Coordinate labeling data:
[BEGIN]
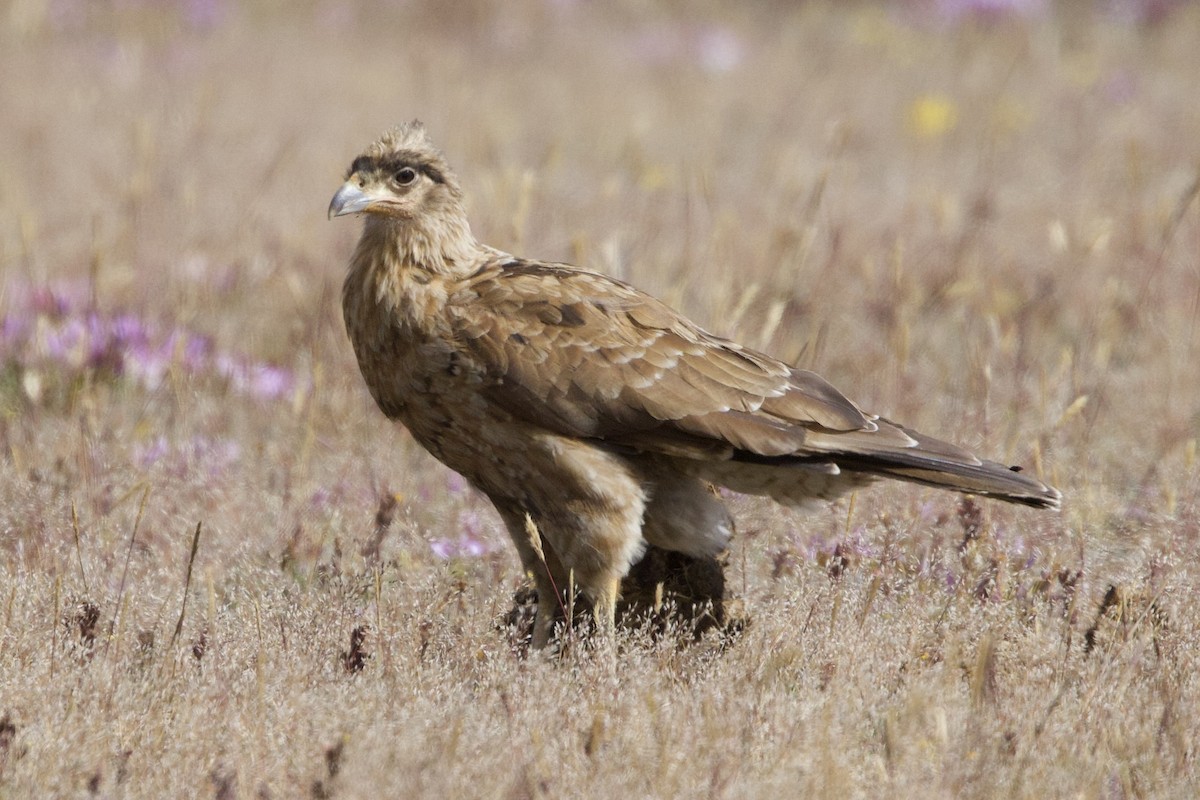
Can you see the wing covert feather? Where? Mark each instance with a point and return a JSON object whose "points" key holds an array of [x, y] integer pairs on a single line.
{"points": [[592, 356]]}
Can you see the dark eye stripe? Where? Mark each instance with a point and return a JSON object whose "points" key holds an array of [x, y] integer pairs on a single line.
{"points": [[393, 166]]}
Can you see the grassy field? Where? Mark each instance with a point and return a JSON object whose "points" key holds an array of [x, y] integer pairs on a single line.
{"points": [[985, 227]]}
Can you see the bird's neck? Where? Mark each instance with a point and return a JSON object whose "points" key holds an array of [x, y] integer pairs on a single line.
{"points": [[442, 248]]}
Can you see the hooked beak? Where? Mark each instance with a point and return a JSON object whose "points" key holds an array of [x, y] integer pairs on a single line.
{"points": [[349, 199]]}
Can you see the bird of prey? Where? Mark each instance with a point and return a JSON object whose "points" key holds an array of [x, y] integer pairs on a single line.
{"points": [[594, 416]]}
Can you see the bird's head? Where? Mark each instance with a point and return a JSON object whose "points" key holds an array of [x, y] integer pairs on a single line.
{"points": [[400, 178]]}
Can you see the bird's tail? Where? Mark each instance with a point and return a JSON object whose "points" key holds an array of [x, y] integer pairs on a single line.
{"points": [[931, 462]]}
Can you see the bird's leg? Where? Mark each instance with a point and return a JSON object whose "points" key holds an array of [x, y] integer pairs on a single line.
{"points": [[547, 603], [604, 606]]}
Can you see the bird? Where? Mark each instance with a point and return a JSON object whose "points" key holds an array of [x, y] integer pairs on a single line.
{"points": [[594, 417]]}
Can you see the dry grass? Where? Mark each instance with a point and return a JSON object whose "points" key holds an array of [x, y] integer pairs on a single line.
{"points": [[985, 229]]}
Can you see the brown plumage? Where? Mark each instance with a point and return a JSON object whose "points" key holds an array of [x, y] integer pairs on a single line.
{"points": [[586, 405]]}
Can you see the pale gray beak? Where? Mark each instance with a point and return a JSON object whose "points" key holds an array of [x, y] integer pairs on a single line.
{"points": [[349, 199]]}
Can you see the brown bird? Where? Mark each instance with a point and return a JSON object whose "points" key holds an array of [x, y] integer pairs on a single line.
{"points": [[592, 415]]}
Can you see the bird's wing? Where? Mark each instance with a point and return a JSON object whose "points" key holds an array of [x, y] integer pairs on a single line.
{"points": [[586, 355]]}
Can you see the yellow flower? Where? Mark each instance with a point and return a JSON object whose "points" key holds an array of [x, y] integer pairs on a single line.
{"points": [[930, 116]]}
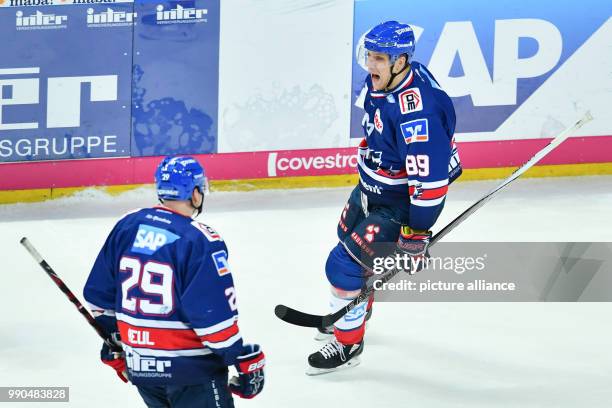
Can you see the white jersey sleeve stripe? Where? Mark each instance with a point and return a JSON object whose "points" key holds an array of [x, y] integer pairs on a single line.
{"points": [[152, 323], [203, 331], [427, 203], [428, 185], [223, 344]]}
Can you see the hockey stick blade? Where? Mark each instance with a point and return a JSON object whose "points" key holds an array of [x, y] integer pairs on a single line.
{"points": [[298, 318]]}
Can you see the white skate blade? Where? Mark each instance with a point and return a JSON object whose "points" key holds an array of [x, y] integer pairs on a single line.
{"points": [[318, 371], [323, 336]]}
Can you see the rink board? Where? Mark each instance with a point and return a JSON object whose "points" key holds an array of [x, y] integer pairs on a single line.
{"points": [[290, 168]]}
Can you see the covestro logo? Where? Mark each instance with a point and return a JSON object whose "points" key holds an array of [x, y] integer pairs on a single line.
{"points": [[304, 163]]}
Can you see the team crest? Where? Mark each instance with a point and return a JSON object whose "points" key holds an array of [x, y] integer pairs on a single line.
{"points": [[410, 101], [415, 130], [377, 121], [220, 260]]}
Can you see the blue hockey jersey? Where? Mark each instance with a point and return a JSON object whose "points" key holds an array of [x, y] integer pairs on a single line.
{"points": [[166, 280], [408, 156]]}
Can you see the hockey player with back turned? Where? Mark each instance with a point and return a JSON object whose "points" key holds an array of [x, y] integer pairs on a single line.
{"points": [[406, 161], [161, 284]]}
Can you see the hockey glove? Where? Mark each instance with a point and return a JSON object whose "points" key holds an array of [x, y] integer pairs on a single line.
{"points": [[414, 244], [114, 358], [250, 366]]}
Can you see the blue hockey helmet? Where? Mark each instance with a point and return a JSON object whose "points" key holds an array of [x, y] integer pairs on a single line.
{"points": [[391, 37], [176, 178]]}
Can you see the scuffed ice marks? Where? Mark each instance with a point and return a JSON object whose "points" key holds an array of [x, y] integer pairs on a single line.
{"points": [[165, 126], [291, 118]]}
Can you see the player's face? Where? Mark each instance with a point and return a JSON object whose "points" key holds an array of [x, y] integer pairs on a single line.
{"points": [[379, 65]]}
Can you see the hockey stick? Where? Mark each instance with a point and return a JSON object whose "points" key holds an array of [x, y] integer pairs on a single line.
{"points": [[298, 318], [60, 284]]}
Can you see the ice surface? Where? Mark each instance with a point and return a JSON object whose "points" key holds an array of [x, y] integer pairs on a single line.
{"points": [[416, 355]]}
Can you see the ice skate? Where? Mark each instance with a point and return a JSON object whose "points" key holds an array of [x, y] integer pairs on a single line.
{"points": [[334, 356]]}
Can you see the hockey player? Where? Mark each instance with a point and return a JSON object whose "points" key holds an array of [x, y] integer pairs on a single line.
{"points": [[406, 162], [161, 284]]}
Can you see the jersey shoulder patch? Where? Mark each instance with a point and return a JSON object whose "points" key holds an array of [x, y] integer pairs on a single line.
{"points": [[415, 130], [210, 234], [410, 101]]}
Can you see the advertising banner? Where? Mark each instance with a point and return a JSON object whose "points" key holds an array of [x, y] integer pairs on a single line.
{"points": [[100, 79], [513, 71], [65, 79], [176, 78]]}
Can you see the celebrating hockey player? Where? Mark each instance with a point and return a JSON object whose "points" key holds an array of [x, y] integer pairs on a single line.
{"points": [[161, 284], [406, 162]]}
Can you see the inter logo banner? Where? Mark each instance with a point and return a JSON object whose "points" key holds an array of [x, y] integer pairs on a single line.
{"points": [[97, 79]]}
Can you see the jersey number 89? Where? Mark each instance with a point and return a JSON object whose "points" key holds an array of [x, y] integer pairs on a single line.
{"points": [[155, 281], [417, 165]]}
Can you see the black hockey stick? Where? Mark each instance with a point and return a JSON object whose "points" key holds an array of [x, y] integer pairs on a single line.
{"points": [[60, 284], [298, 318]]}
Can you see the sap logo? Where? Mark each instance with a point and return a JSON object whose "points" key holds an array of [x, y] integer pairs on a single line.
{"points": [[108, 17], [220, 260], [371, 189], [141, 364], [180, 14], [458, 40], [39, 20], [149, 239], [63, 96], [415, 131], [357, 313]]}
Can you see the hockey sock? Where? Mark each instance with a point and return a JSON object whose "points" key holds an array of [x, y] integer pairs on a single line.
{"points": [[350, 329]]}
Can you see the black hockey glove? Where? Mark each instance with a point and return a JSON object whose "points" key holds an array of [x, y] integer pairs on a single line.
{"points": [[414, 244], [250, 366]]}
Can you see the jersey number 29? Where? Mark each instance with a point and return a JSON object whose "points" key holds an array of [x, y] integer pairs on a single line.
{"points": [[154, 279]]}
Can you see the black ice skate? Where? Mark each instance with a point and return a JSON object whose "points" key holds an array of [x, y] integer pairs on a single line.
{"points": [[334, 356], [326, 333]]}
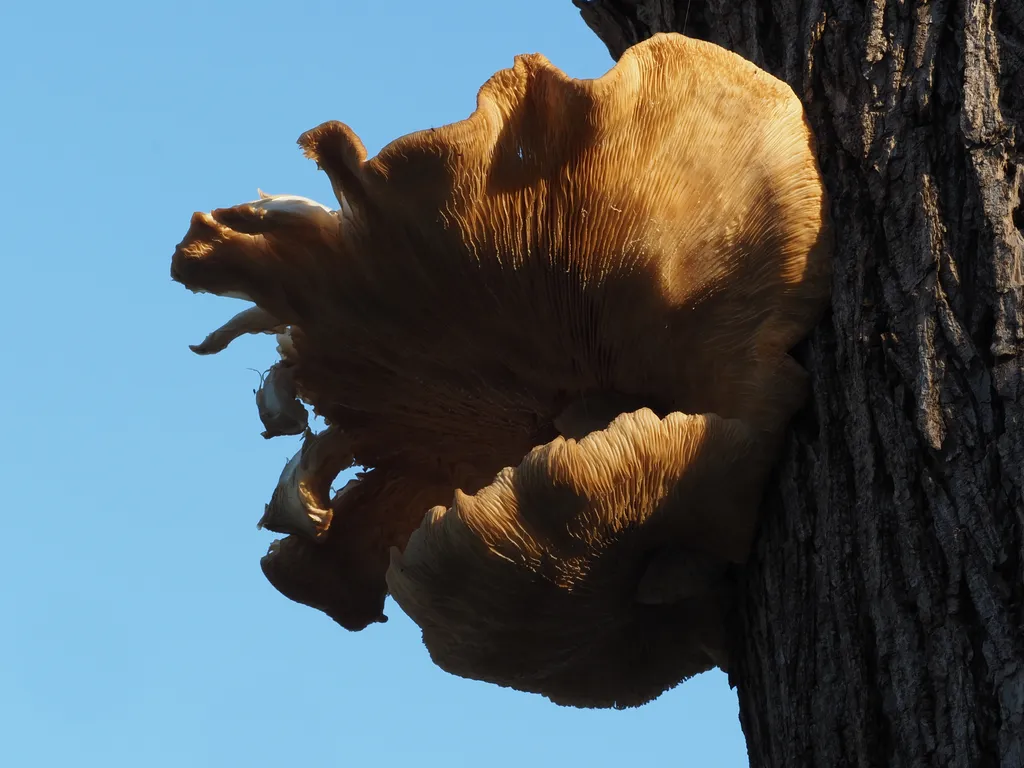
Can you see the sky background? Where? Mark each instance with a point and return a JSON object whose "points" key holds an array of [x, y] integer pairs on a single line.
{"points": [[135, 626]]}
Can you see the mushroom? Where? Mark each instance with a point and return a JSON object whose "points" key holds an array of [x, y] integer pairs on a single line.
{"points": [[535, 582], [603, 276]]}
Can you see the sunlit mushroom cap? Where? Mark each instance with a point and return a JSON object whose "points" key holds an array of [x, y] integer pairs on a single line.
{"points": [[656, 236], [532, 583]]}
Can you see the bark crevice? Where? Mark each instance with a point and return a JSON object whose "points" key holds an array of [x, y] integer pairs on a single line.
{"points": [[882, 612]]}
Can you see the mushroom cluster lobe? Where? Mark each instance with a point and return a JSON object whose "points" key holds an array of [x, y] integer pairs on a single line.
{"points": [[569, 312]]}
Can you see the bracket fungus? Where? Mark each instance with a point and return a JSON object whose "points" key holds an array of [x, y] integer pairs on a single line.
{"points": [[569, 312]]}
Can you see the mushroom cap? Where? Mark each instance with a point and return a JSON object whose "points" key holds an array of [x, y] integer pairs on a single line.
{"points": [[534, 583], [657, 235]]}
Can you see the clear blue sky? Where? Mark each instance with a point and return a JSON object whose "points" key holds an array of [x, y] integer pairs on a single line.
{"points": [[135, 626]]}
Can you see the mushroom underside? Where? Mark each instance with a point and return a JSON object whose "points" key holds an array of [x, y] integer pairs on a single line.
{"points": [[597, 571], [590, 359]]}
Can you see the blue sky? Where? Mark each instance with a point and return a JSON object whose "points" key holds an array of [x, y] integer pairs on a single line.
{"points": [[136, 627]]}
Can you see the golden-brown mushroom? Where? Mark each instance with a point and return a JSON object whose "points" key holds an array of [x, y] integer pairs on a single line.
{"points": [[534, 583], [572, 251]]}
[END]
» Objective:
Exactly reproduce the lines that run from the line with "Can you see the mushroom cluster" through the last line of the records, inclusive.

» Solution for this exercise:
Can you see the mushroom cluster lobe? Where? Mark each instance with a point and return a JSON object whose "points" key holds an array of [x, y] integer pairs on a single line.
{"points": [[569, 312]]}
Can you see the bracket fungus? Where? Mark each instance with a point and return a JSON object whose "points" key holds an array of [x, y] integer pairs on a single line.
{"points": [[569, 312]]}
Can you see the mushroom cap? Where? Mark each instance with a point and return a JSON object whose "points" key holds an array of [x, y] integer pairs on a single line.
{"points": [[534, 583], [657, 235]]}
Can you see the clear blue sky? Where? Mark each instance with a point and return a JSON object whose "points" key holds an array of [x, y] integer pairs on a single line.
{"points": [[135, 626]]}
Can you see the mushroom underside? Where? Mark each instance with a point and return a JSON object whose "points" key holds an array of [x, y] integer pairs on a single line.
{"points": [[597, 571], [590, 359]]}
Can you see the blue sky? Where? Mark each instance with a point and return a JSON object whose "points" key holds an array of [x, y] integer pairs on a single line.
{"points": [[136, 627]]}
Can you see the golden-brown mushroom? Where? Mark each instance with a point and return a JSON object whose "points" key holds an array of [x, y] integer pairs on a single line.
{"points": [[534, 583], [572, 251]]}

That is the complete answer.